State how many lines of the records below contain the string "wing", treating uppercase and lowercase letters as distinct. Give only the number.

(Point annotation dataset records)
+ + + + +
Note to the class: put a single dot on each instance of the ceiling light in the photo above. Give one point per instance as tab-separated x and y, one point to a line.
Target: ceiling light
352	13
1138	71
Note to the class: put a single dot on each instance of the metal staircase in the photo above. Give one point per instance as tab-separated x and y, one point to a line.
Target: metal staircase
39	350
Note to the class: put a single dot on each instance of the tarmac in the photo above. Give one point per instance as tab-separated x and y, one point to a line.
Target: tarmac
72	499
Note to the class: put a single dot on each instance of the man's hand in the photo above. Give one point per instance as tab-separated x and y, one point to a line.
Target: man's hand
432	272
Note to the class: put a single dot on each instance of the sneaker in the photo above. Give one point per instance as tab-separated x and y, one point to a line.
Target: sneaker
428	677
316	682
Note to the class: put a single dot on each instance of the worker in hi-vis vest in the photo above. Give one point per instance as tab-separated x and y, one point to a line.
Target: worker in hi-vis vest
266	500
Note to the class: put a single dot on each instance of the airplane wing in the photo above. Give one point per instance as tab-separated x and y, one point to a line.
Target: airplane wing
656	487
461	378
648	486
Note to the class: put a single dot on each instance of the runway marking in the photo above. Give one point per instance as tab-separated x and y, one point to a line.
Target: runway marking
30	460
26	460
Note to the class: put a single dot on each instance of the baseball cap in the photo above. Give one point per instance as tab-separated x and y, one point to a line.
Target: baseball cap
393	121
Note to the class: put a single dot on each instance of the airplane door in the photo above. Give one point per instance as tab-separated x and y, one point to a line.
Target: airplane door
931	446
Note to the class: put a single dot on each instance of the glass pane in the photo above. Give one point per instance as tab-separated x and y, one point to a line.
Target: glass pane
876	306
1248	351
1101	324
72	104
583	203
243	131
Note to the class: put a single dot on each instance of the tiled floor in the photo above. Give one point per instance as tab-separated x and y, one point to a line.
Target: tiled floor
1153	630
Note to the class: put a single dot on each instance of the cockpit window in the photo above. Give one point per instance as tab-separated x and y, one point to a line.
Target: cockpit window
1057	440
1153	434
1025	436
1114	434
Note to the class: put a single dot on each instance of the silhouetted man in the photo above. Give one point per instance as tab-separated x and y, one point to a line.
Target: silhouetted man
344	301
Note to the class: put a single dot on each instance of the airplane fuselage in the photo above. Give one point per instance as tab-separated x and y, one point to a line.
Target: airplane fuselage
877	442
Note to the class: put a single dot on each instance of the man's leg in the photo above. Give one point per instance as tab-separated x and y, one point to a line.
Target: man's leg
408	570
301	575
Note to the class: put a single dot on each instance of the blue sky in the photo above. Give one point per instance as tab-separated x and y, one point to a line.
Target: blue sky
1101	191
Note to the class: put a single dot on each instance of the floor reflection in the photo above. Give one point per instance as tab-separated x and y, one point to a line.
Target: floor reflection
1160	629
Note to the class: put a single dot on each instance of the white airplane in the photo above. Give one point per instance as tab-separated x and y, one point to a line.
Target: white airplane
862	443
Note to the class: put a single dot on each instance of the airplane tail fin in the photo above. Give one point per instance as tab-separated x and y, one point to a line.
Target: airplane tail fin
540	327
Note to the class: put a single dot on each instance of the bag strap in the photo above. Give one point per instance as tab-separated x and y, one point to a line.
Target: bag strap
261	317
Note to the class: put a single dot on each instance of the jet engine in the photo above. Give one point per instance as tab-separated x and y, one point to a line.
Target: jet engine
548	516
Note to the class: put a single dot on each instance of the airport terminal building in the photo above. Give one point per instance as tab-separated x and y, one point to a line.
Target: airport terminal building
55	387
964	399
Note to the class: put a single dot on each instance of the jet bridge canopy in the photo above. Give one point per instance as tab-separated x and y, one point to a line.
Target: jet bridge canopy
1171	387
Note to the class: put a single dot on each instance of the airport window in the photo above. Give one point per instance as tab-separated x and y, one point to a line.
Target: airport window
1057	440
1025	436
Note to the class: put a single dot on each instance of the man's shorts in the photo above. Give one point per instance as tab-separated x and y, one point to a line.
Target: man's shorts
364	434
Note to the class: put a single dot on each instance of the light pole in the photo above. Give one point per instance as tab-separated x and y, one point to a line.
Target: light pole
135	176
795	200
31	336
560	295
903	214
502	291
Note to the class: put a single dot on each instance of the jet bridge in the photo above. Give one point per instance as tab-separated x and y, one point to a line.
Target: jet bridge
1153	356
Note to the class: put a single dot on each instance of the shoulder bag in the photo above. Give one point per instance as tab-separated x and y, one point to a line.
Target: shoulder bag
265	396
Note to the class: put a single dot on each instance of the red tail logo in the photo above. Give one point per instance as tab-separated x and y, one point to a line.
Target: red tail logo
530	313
+ + + + +
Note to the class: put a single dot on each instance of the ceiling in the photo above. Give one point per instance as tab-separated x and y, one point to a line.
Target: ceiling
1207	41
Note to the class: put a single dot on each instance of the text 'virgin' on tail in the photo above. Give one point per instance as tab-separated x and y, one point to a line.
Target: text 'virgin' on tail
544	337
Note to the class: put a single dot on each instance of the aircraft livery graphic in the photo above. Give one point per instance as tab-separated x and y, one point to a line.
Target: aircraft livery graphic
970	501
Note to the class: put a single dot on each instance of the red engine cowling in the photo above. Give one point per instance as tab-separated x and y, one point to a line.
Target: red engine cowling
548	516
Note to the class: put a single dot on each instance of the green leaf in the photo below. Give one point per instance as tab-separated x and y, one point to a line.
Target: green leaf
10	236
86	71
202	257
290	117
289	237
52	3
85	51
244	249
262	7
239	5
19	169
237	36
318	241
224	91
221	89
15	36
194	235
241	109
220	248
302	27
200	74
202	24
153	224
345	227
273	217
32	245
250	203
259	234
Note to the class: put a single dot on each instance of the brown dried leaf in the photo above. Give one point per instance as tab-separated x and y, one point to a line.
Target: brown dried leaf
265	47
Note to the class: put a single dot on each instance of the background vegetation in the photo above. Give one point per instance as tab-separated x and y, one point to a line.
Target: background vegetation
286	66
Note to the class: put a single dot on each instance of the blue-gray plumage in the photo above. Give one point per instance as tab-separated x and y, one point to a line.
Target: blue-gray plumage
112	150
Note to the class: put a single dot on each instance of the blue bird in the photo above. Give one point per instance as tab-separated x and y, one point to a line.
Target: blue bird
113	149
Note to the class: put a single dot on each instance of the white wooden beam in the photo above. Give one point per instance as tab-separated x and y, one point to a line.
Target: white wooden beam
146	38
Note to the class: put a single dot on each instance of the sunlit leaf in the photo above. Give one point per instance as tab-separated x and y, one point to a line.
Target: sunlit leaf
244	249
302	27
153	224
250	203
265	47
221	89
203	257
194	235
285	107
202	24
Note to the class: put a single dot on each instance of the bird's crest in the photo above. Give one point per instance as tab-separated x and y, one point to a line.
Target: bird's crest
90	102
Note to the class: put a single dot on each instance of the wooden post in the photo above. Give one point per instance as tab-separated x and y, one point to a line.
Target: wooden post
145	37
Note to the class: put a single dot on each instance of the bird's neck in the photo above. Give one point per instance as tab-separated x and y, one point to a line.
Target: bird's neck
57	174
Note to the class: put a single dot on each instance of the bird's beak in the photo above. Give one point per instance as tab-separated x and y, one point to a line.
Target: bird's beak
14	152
+ + + + +
### SOLUTION
2